* **Task item**
Each entry has to be printed again exactly.
_ _ _ _ _
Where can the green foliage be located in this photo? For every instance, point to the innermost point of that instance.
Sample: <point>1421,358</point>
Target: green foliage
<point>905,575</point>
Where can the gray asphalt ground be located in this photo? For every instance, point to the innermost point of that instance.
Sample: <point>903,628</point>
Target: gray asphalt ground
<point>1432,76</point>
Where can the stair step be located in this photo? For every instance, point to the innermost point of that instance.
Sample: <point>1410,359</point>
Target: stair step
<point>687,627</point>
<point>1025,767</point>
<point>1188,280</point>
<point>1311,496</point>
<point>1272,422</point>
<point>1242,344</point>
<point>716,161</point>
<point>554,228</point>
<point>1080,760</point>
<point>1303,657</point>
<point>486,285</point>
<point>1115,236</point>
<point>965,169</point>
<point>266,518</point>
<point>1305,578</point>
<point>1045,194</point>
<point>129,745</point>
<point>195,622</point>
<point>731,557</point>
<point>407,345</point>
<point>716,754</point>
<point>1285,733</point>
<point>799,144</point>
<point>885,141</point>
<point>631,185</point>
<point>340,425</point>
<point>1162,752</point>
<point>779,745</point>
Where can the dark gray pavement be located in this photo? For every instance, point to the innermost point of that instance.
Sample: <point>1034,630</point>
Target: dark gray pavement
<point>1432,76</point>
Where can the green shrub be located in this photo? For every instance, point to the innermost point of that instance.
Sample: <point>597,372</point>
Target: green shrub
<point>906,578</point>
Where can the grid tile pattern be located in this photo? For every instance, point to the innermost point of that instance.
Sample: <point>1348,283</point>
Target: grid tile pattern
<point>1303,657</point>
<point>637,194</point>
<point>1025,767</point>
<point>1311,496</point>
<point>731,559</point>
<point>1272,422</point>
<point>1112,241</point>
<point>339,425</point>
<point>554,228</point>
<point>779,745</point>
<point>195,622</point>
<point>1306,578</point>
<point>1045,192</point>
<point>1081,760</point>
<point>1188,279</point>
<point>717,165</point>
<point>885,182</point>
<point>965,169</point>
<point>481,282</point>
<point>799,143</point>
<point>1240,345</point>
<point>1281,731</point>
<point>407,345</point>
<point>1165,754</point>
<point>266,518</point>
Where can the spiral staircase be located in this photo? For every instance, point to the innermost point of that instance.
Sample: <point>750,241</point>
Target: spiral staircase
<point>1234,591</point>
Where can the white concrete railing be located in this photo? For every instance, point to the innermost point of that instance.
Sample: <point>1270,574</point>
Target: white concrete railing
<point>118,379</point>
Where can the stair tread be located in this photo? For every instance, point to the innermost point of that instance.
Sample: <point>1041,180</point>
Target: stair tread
_ _ _ _ _
* **Final answer**
Where can the green foliage be located in this photo? For every instance, point to the innermost point of that instance.
Sample: <point>1421,358</point>
Target: green foliage
<point>905,575</point>
Where can the gray asphalt ground be located in this photo? For every instance, point to the innermost point of that instance.
Sample: <point>903,628</point>
Target: gray asphalt ground
<point>1432,76</point>
Where can the stair step be located in this photo? For every instance, point to the innermost point of that instance.
Sample: <point>1410,359</point>
Target: stair step
<point>687,627</point>
<point>1025,767</point>
<point>1188,280</point>
<point>1311,496</point>
<point>1272,422</point>
<point>1242,344</point>
<point>716,161</point>
<point>554,228</point>
<point>1080,760</point>
<point>1303,657</point>
<point>486,285</point>
<point>1115,236</point>
<point>965,169</point>
<point>266,518</point>
<point>1305,578</point>
<point>1045,194</point>
<point>129,745</point>
<point>195,622</point>
<point>731,557</point>
<point>407,345</point>
<point>716,754</point>
<point>1285,733</point>
<point>799,144</point>
<point>885,141</point>
<point>631,185</point>
<point>340,425</point>
<point>1162,752</point>
<point>779,745</point>
Where can the dark gray pavement be located in this photo? For every instance, point to the innermost point of that instance.
Sample: <point>1034,630</point>
Target: dark gray pavement
<point>1432,76</point>
Where can the green shrub be located in this photo? For every instance, point to the innermost point of that instance.
Sample: <point>597,372</point>
Target: green shrub
<point>906,578</point>
Where can the grid tile pattern be located in this photo? For every instance, point to the innermost point of that instance.
Sample: <point>1348,283</point>
Target: grid tile pattern
<point>1303,657</point>
<point>637,194</point>
<point>1025,767</point>
<point>1311,496</point>
<point>731,559</point>
<point>1272,422</point>
<point>1112,241</point>
<point>339,425</point>
<point>554,228</point>
<point>779,745</point>
<point>195,622</point>
<point>1306,578</point>
<point>1045,192</point>
<point>1081,760</point>
<point>1188,279</point>
<point>717,165</point>
<point>885,182</point>
<point>965,169</point>
<point>481,282</point>
<point>799,143</point>
<point>1240,345</point>
<point>1281,731</point>
<point>407,345</point>
<point>1165,754</point>
<point>266,518</point>
Where can the spiral staircase be located in this photo? For every instance, point to the innermost point of that instance.
Sample: <point>750,241</point>
Target: spiral staircase
<point>1234,591</point>
Where can the white concrete railing be located in this photo? For every instance, point to the innermost point of that instance.
Sample: <point>1270,574</point>
Target: white concrete railing
<point>118,379</point>
Where can the stair tread be located in this photo? For every instance, point to the innermost point of that instance.
Sample: <point>1041,180</point>
Target: stair tread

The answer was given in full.